— start MATERIAL PROVIDED —

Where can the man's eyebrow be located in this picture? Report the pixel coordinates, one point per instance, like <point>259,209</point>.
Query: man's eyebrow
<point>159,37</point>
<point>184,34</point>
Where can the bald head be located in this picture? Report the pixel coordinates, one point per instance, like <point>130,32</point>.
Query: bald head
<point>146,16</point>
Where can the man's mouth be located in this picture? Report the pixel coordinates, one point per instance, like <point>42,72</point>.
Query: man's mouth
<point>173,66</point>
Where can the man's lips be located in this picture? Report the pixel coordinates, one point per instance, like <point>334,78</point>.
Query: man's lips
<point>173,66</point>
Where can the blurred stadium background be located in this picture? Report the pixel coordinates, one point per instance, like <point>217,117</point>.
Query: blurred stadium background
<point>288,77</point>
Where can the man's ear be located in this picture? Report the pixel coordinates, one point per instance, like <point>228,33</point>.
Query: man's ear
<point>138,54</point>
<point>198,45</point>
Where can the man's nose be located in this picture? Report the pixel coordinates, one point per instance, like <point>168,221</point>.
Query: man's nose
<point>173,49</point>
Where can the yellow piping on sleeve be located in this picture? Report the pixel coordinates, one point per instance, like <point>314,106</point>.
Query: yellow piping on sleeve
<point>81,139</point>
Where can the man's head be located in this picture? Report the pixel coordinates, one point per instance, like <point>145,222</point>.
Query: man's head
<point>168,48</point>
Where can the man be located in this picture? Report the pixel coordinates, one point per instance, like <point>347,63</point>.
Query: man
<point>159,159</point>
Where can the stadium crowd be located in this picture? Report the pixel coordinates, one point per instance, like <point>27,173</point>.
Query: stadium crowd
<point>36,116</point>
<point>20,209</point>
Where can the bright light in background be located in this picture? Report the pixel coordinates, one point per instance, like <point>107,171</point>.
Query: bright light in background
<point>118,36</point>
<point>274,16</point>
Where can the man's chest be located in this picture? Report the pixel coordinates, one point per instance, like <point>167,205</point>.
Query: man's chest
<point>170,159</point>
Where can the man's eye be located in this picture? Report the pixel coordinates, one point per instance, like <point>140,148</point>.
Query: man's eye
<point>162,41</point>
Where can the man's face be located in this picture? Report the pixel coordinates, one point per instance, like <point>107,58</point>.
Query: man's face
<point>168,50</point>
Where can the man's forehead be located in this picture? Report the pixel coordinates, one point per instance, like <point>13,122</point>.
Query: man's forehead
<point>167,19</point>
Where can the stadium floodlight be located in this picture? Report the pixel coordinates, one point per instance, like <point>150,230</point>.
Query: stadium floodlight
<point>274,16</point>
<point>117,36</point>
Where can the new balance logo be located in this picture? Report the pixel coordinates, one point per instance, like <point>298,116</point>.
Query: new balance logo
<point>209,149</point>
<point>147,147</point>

— end MATERIAL PROVIDED —

## GIVEN EXERCISE
Convert the lines above into a CSV with the header columns input and output. Give one row per entry: put the text in input and the points that follow it in output, with each field in double quotes and line breaks replaced by spaces.

## TASK OUTPUT
input,output
"Where can the man's eyebrow be located in this picture? Report the pixel coordinates, one point per instance, like <point>259,209</point>. Query: man's eyebrow","<point>159,37</point> <point>184,34</point>"
"Where can the bald head be located in this picture? Report the pixel coordinates, one point per instance, like <point>130,32</point>. Query: bald head","<point>146,16</point>"
"Where can the man's mouth be located in this picture? Report the pixel coordinates, one point per instance, like <point>42,72</point>. Query: man's mouth","<point>173,66</point>"
"Where can the man's lips be located in this picture? Report the pixel coordinates, one point per instance, like <point>334,78</point>. Query: man's lips","<point>173,66</point>"
"Where can the blurred stadium background be located in this picture? Report the pixel coordinates, one point per instance, like <point>217,117</point>. Query: blurred stadium background","<point>288,77</point>"
"Where can the man's ear be located in this picture? Report the pixel coordinates, one point per instance, like <point>228,33</point>. Query: man's ear","<point>138,54</point> <point>198,45</point>"
"Where can the man's nose be located in this picture? Report the pixel coordinates, one point per instance, like <point>168,221</point>. Query: man's nose","<point>173,49</point>"
"Where can the yellow piping on sleeve be located in this picture? Report the pixel coordinates, one point per instance, like <point>314,106</point>. Query: yellow piping on sleeve","<point>81,139</point>"
"Where can the man's head be located in this picture? Report the pixel coordinates, one point per instance, like <point>145,222</point>. Query: man's head","<point>168,48</point>"
"Where can the man be located in this picture? Report the pixel coordinates, one point per instance, like <point>347,63</point>. Query: man","<point>159,159</point>"
"Where can the stadium crowd be located in this picture? Report the pixel coordinates, one point per instance, like <point>27,173</point>. Query: stadium crowd","<point>36,116</point> <point>20,209</point>"
"Where can the bright light in background be located in this picture? Report the pixel coordinates, one point per instance, like <point>107,171</point>. Query: bright light in background","<point>118,36</point> <point>274,16</point>"
"Where can the man's chest be located in this picture? Report the pixel coordinates, one point per instance, like <point>167,205</point>. Query: man's chest","<point>170,159</point>"
"Where can the man's eye be located in this picture? Report the pixel coordinates, one point per instance, like <point>140,148</point>. Query: man's eye","<point>162,41</point>"
"Where can the man's face be located in this picture? Report the pixel coordinates, one point per instance, like <point>107,58</point>. Query: man's face","<point>168,50</point>"
"Where can the man's forehead be located in this picture? Report the pixel coordinates, one point per instance, like <point>13,122</point>. Query: man's forehead","<point>167,19</point>"
"Where can the stadium floodlight be located in this picture? Report the pixel coordinates, one point per instance, like <point>150,230</point>. Query: stadium floodlight","<point>274,16</point> <point>117,36</point>"
"Where can the new balance logo be located in this picture? Report the pixel coordinates, one point per instance, like <point>298,116</point>. Query: new balance logo","<point>209,149</point> <point>147,147</point>"